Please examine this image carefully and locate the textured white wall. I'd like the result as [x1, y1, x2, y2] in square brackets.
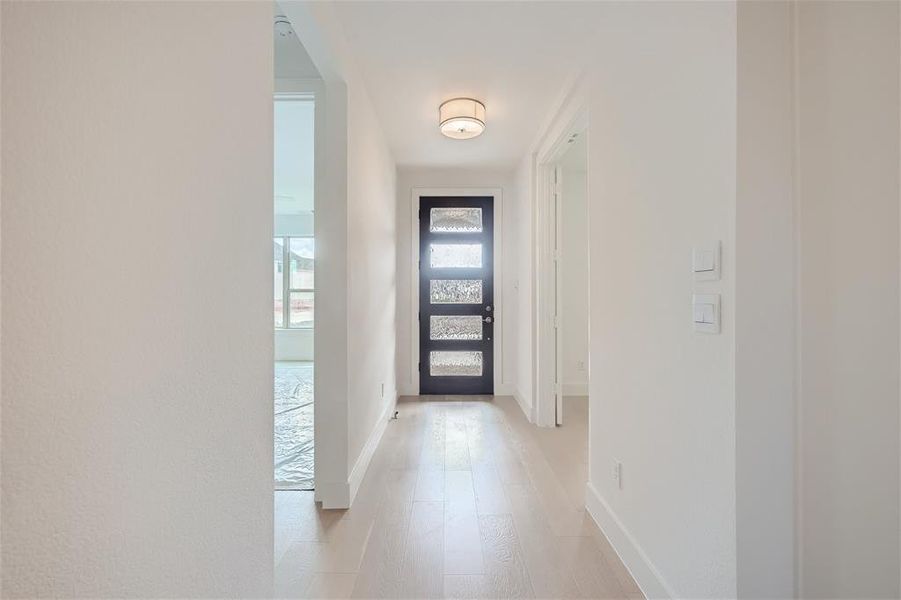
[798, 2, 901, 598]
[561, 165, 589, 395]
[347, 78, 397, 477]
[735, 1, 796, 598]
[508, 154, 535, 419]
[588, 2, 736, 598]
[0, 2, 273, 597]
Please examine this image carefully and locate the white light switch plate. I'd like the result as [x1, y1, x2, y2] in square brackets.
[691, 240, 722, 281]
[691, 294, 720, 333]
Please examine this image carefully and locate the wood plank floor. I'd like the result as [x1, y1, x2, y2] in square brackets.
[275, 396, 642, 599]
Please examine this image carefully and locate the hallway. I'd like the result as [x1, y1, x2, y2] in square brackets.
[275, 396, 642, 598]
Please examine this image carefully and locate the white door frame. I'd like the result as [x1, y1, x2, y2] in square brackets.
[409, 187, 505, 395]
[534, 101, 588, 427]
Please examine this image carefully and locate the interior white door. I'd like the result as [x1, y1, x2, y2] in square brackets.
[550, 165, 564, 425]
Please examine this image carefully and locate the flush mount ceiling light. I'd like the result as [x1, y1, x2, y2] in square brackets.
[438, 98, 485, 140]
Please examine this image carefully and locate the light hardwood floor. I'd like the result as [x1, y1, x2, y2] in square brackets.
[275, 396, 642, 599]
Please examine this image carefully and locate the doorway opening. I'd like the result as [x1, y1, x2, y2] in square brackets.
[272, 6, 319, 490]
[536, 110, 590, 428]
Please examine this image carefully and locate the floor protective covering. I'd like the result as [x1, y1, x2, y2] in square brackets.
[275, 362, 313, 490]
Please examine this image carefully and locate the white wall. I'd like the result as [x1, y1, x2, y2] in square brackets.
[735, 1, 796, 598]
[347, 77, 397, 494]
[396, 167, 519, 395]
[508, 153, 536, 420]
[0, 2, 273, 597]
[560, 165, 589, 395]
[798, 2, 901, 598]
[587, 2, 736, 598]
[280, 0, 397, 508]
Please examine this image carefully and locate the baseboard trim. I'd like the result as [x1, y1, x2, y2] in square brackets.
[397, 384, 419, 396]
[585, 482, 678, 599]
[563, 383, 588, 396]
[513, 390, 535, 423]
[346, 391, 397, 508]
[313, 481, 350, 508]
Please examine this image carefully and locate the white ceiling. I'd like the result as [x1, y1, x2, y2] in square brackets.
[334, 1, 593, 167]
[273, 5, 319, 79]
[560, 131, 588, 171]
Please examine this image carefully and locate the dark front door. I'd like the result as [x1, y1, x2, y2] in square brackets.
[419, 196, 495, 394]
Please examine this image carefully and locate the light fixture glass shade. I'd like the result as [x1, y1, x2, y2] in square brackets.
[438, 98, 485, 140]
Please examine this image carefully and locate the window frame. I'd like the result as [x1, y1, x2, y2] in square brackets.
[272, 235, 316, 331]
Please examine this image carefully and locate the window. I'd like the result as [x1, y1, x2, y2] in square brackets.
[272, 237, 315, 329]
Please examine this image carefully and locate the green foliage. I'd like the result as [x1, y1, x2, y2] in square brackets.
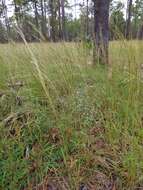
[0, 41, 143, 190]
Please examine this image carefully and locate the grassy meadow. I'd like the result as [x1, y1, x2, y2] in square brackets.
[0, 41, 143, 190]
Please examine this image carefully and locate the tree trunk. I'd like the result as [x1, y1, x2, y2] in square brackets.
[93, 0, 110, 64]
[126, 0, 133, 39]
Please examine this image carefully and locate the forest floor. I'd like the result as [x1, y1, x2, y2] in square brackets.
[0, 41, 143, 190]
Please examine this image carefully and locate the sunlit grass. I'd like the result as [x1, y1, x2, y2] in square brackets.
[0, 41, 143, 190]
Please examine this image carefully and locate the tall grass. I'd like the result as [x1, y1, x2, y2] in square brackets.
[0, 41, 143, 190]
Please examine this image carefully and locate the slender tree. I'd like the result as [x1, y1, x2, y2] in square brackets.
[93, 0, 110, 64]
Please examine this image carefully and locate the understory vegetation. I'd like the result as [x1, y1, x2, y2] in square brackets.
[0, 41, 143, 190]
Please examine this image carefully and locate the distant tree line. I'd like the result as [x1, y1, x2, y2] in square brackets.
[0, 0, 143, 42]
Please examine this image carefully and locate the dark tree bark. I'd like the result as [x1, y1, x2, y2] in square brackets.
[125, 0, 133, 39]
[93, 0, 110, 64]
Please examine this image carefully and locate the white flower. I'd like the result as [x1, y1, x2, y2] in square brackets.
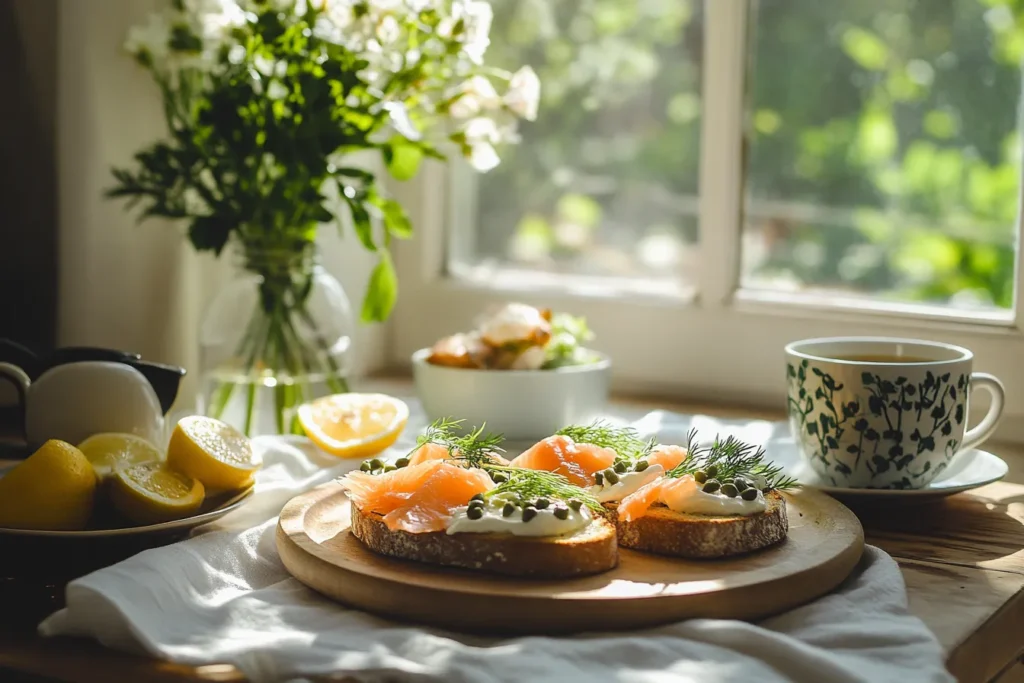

•••

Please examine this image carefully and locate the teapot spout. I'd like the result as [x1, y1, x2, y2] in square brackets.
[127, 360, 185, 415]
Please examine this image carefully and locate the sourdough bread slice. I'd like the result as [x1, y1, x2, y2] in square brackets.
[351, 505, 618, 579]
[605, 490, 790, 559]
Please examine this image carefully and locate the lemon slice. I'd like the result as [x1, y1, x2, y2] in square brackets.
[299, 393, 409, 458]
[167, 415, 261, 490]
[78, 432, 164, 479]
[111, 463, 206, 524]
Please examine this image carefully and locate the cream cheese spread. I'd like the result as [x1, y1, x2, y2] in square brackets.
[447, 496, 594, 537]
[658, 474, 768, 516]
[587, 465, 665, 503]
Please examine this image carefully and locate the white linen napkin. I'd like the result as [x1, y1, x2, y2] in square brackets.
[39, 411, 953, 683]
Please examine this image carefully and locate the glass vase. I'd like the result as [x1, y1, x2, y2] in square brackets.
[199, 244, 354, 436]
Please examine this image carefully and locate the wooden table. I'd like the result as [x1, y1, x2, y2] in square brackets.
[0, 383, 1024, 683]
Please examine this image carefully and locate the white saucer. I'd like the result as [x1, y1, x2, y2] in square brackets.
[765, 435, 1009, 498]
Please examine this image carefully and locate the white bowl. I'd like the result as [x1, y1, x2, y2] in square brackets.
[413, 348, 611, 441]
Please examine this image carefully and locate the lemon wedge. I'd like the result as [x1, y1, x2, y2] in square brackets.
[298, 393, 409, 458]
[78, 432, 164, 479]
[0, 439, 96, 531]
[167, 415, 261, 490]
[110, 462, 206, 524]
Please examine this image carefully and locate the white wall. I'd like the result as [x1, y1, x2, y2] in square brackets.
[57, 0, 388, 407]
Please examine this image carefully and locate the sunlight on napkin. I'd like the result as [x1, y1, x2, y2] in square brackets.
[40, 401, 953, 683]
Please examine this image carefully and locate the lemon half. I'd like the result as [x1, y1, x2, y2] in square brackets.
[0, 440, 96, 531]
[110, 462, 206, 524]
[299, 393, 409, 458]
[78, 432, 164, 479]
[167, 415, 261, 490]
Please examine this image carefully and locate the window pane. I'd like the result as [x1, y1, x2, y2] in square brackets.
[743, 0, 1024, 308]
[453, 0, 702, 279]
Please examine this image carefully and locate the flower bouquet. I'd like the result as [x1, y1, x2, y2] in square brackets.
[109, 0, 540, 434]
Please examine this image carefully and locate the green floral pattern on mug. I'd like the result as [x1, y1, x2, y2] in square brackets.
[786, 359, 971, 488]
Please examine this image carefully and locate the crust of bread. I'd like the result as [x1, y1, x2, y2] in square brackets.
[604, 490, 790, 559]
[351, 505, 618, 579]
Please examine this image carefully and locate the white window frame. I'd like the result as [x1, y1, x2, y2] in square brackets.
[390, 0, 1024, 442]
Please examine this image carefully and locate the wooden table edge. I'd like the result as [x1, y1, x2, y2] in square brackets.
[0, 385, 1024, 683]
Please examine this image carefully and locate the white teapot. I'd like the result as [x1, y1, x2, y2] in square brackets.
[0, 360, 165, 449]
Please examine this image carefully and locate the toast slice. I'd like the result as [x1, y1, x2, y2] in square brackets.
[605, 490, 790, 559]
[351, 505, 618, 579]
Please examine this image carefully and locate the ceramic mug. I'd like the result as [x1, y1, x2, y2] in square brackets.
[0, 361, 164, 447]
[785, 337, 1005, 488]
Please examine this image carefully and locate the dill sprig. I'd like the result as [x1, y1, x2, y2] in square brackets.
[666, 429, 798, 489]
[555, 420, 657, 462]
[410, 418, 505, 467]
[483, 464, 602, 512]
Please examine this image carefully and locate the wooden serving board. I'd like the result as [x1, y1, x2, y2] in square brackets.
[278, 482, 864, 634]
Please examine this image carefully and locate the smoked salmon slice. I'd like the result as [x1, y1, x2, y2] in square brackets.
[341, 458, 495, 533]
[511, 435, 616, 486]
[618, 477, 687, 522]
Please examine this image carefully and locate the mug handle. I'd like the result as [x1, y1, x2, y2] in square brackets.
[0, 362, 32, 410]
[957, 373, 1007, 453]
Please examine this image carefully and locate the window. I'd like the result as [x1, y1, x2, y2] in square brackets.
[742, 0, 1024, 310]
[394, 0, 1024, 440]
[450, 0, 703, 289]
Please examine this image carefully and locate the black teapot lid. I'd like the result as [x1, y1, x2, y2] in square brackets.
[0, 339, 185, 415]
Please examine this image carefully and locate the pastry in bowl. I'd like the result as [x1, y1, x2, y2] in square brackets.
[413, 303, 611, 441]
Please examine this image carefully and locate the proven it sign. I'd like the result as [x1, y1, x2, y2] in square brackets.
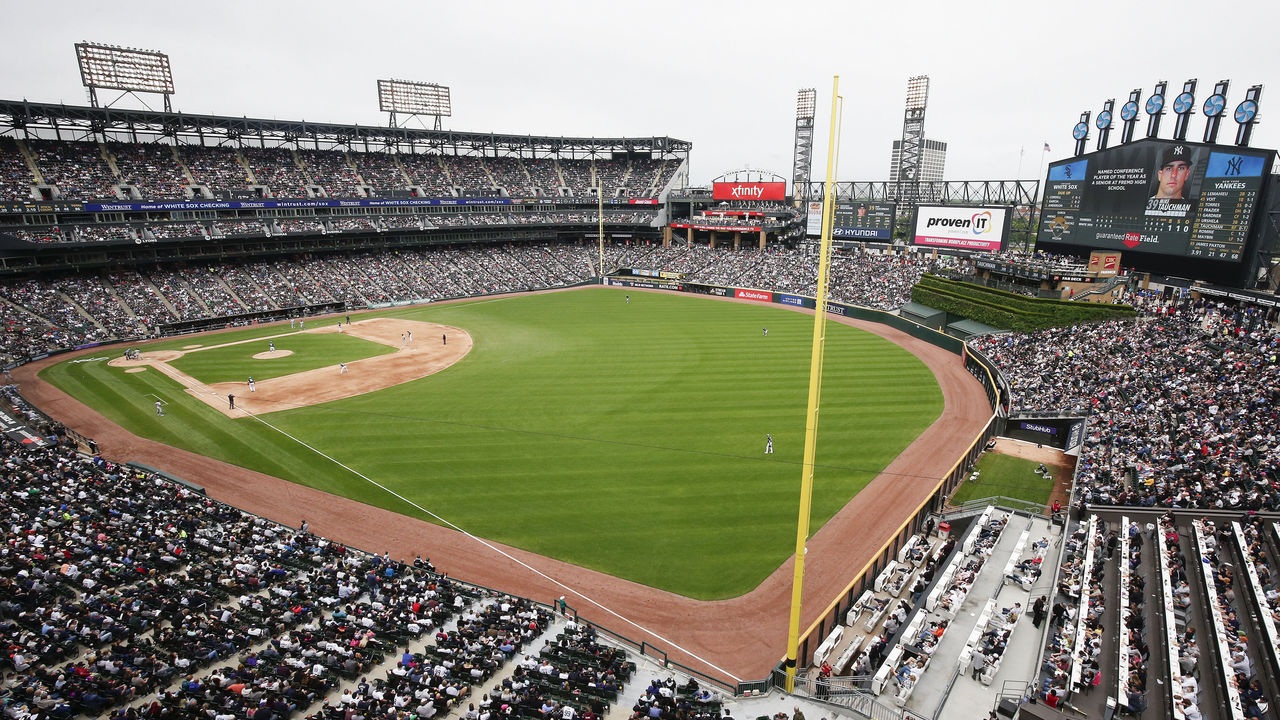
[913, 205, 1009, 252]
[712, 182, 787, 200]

•••

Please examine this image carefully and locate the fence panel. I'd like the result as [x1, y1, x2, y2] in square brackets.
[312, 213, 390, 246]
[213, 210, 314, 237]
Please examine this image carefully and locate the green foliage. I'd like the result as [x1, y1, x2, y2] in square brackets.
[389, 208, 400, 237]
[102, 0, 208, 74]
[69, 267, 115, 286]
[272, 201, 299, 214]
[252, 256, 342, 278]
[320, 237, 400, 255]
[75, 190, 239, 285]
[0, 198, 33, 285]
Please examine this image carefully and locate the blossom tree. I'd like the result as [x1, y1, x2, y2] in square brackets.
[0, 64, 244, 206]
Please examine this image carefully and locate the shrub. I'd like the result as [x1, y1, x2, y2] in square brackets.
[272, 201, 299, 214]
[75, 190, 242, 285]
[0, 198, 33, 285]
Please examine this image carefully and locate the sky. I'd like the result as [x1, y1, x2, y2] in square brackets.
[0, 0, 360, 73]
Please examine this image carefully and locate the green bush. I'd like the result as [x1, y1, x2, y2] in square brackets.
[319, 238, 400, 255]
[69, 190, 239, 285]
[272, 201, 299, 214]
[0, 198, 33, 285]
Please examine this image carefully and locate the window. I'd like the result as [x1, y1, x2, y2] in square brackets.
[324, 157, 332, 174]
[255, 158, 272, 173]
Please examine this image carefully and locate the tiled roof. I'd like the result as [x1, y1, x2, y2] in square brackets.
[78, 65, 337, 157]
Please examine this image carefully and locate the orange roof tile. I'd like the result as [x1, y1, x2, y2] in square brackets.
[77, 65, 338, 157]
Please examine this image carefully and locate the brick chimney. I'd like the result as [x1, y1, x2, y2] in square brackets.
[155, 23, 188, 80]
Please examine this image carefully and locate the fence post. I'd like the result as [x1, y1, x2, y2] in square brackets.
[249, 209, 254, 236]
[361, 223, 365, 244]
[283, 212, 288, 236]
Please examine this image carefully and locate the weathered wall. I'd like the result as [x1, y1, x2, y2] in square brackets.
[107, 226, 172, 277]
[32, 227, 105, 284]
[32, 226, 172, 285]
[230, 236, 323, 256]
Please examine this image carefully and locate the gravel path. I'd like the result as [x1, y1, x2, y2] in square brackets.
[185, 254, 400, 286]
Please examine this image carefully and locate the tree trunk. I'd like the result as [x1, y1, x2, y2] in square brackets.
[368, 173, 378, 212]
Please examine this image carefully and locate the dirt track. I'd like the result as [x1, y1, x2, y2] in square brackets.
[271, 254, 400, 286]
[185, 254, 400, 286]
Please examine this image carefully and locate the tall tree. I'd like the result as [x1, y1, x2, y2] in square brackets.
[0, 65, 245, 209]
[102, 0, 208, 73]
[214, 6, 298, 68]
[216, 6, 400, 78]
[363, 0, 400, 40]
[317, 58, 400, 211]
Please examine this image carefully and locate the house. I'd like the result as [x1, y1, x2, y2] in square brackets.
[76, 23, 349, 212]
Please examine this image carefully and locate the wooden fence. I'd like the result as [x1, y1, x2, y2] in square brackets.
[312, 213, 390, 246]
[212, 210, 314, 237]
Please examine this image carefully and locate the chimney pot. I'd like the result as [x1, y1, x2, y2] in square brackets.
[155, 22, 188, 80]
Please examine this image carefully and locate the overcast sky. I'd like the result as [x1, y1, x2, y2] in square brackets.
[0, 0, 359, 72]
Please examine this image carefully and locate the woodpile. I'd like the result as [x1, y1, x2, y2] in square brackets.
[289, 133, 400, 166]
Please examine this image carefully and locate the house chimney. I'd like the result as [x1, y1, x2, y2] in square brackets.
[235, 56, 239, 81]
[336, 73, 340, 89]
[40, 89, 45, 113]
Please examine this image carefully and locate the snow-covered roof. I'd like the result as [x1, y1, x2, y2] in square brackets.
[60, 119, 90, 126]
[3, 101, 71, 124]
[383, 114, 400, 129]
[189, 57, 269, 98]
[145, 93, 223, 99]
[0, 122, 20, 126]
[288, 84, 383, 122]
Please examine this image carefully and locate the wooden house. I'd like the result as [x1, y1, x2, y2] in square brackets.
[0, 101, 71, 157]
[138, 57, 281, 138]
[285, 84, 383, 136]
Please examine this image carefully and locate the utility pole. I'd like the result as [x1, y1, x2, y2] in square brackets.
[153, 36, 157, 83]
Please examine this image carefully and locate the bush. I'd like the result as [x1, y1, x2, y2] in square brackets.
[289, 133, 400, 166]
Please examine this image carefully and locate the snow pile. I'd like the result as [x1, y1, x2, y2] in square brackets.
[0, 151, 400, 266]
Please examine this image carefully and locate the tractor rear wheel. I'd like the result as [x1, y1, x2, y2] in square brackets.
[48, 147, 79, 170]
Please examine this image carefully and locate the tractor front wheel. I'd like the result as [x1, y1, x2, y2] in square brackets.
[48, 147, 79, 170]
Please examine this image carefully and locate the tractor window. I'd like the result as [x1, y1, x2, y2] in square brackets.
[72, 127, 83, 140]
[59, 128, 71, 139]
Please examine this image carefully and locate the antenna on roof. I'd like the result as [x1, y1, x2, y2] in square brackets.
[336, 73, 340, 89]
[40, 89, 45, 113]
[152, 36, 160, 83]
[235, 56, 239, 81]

•••

▶ _Objective_
Copy out, word for word, the lines of the material from the line with "the tractor window." to the line with "[59, 128, 71, 139]", including both of those lines.

▶ _Solution for this exercise_
Please examine this image carefully and locate the tractor window. I'd like the result as [x1, y1, x2, y2] in square brackets.
[72, 127, 83, 140]
[59, 128, 71, 139]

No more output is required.